# Short exercise
Please give each line of the data below as a JSON list of strings, one string per line, with blank lines left out.

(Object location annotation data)
• • • •

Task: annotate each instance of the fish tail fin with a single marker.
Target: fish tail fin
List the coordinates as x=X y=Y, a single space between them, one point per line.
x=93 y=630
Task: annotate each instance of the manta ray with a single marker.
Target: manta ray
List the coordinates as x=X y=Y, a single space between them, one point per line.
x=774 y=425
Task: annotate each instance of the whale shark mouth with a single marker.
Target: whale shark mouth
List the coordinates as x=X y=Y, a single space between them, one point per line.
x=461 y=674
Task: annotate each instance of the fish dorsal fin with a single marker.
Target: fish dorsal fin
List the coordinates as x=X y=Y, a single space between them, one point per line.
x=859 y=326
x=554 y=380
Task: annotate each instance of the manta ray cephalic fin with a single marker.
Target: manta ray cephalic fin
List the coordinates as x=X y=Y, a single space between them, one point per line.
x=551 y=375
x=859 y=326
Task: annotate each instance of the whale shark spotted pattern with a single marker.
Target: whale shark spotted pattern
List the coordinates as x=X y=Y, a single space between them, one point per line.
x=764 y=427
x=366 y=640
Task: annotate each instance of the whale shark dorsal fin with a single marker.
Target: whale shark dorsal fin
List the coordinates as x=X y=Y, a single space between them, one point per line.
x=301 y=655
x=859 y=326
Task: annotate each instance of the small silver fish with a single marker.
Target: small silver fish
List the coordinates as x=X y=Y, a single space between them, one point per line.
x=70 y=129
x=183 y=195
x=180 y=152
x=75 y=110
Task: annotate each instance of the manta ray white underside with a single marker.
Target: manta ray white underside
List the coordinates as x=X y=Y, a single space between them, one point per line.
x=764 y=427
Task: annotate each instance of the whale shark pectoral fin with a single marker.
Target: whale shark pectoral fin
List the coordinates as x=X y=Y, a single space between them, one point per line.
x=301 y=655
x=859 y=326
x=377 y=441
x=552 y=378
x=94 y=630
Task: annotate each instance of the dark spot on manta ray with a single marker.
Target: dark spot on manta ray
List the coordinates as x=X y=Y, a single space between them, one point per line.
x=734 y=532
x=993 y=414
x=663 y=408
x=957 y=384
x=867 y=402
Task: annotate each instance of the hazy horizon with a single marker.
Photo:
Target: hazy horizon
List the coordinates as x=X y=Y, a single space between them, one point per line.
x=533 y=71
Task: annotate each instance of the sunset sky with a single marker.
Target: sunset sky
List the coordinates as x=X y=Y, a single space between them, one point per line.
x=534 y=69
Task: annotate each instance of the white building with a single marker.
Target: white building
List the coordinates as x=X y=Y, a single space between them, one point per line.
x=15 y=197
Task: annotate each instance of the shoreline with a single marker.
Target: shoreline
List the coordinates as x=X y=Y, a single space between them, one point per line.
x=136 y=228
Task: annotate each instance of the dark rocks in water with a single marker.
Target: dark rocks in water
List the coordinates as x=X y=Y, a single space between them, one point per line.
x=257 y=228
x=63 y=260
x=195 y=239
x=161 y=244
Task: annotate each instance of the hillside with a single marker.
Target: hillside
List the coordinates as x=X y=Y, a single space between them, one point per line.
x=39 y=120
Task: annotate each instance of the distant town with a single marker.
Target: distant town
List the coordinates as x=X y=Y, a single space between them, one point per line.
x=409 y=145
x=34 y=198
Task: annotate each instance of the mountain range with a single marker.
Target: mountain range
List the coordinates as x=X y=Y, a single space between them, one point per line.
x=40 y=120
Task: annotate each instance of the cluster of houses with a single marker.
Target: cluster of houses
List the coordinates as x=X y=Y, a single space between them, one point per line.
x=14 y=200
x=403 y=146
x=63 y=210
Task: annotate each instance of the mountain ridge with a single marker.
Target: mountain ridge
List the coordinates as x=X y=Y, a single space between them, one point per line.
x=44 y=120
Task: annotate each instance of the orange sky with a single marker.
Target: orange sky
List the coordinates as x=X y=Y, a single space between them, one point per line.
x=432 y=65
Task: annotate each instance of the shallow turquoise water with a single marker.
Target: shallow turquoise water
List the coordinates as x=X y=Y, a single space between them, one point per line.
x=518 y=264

• • • •

# Response below
[
  "Task: annotate each instance of the fish tail fin with a single marker.",
  "Target: fish tail fin",
  "List the coordinates as x=X y=Y, a single space between them, one point per line.",
  "x=93 y=630",
  "Task: annotate each instance of the manta ray with a single marker.",
  "Target: manta ray",
  "List the coordinates as x=X y=Y, a single space between them, one point per line.",
  "x=774 y=425",
  "Task: annotate each instance of the whale shark mouth with a single marker.",
  "Target: whale shark mouth",
  "List the coordinates as x=X y=Y, a single space between them, one point per line.",
  "x=461 y=674",
  "Task: annotate each instance of the fish dorsal fin with a single marker.",
  "Target: fish dorsal fin",
  "List the coordinates as x=X y=Y, a single space between them, one point per line.",
  "x=859 y=326",
  "x=554 y=380",
  "Task: annotate each instance of the manta ray cephalic fin with a single marker.",
  "Target: manta ray cephalic fin",
  "List the coordinates as x=X y=Y, a single space between them, one point per line.",
  "x=551 y=375",
  "x=859 y=326",
  "Task: annotate each instance of the whale shark spotted pattern with a single marker.",
  "Target: whale shark spotted pattern",
  "List the coordinates as x=X y=Y, a single space between them, one point per line.",
  "x=764 y=427",
  "x=366 y=640",
  "Task: annotate each instance of the whale shark dorsal fin with a single marker.",
  "Target: whale shark dorsal fin",
  "List the coordinates as x=X y=Y, a single space between them, one point per line.",
  "x=301 y=655",
  "x=859 y=326",
  "Task: annotate each instance of the small silver fish with a single marker.",
  "Target: small silver fish",
  "List the coordinates as x=X y=Y, a single space between them, one point per line.",
  "x=70 y=129",
  "x=183 y=195",
  "x=180 y=152",
  "x=75 y=110",
  "Task: annotate each instance of the manta ray white underside with a single marker.",
  "Target: manta ray white underside",
  "List the coordinates as x=X y=Y, a single space between them, one point per line.",
  "x=764 y=427",
  "Task: annotate each instance of the whale shark pectoral fin with a single marker.",
  "Target: whale shark pectoral fin",
  "List the coordinates as x=X y=Y, a single space between them, one point per line.",
  "x=301 y=655",
  "x=859 y=326",
  "x=377 y=441",
  "x=552 y=378",
  "x=94 y=630",
  "Task: annotate each instance of the dark spot on manta ray with a single marker.",
  "Target: dark spot on manta ray",
  "List the coordinates as x=X y=Y, a single space between them, one point per line.",
  "x=734 y=532",
  "x=993 y=414",
  "x=663 y=408",
  "x=957 y=384",
  "x=867 y=402",
  "Task: annotate each instance of the hazy horizon with a single marker.",
  "Photo:",
  "Target: hazy horizon",
  "List the coordinates as x=X y=Y, a single space between them, one point per line.",
  "x=533 y=71",
  "Task: annotate each instance of the sunset sky with a single marker.",
  "Target: sunset sky",
  "List the coordinates as x=X y=Y, a single space between them, one point per line.",
  "x=534 y=69",
  "Task: annotate each instance of the white building with a single marker.",
  "Target: white building",
  "List the coordinates as x=X y=Y, a single space between them, one point per line.",
  "x=15 y=197",
  "Task: annotate each instance of the shoreline with a single marker.",
  "Target: shoreline",
  "List the coordinates as x=X y=Y, a single space between them, one point per line.",
  "x=136 y=228",
  "Task: annotate each instance of the dark rocks in water with a single marker.",
  "Target: dark rocks in water",
  "List the coordinates as x=X y=Y, a single space between them, one point per line.",
  "x=257 y=228",
  "x=63 y=260",
  "x=195 y=239",
  "x=161 y=244",
  "Task: annotate each instance of the hillside with a single marker.",
  "Target: hillside",
  "List the coordinates as x=X y=Y, a single space between them, one point per line.",
  "x=39 y=120",
  "Task: annotate each instance of the distant town with a single marker.",
  "Target: distant town",
  "List the coordinates as x=X y=Y, a single space between them, one point per line.",
  "x=409 y=145",
  "x=34 y=198",
  "Task: annotate each instance of the mountain range with a single marker.",
  "Target: mountain range",
  "List the coordinates as x=X y=Y, a single space between them, one point per line.",
  "x=40 y=120",
  "Task: annotate each instance of the cluster of houses with a single marker.",
  "Target: cluster of houses",
  "List the coordinates as x=X y=Y, a single space between them, one point per line.",
  "x=14 y=200",
  "x=403 y=146",
  "x=63 y=210",
  "Task: annotate each instance of the mountain ridge with a single marker.",
  "Target: mountain ridge",
  "List the coordinates as x=X y=Y, a single space between them, one point per line.",
  "x=44 y=120",
  "Task: annotate each instance of the orange sky with a single marker.",
  "Target: orange sky",
  "List the coordinates as x=X y=Y, a single space between them, one point per line.",
  "x=432 y=65",
  "Task: annotate each instance of the shallow turquoise water with a single marker.",
  "Target: shallow turquoise water",
  "List the coordinates as x=X y=Y, a single space between them, one point per line.",
  "x=518 y=264"
]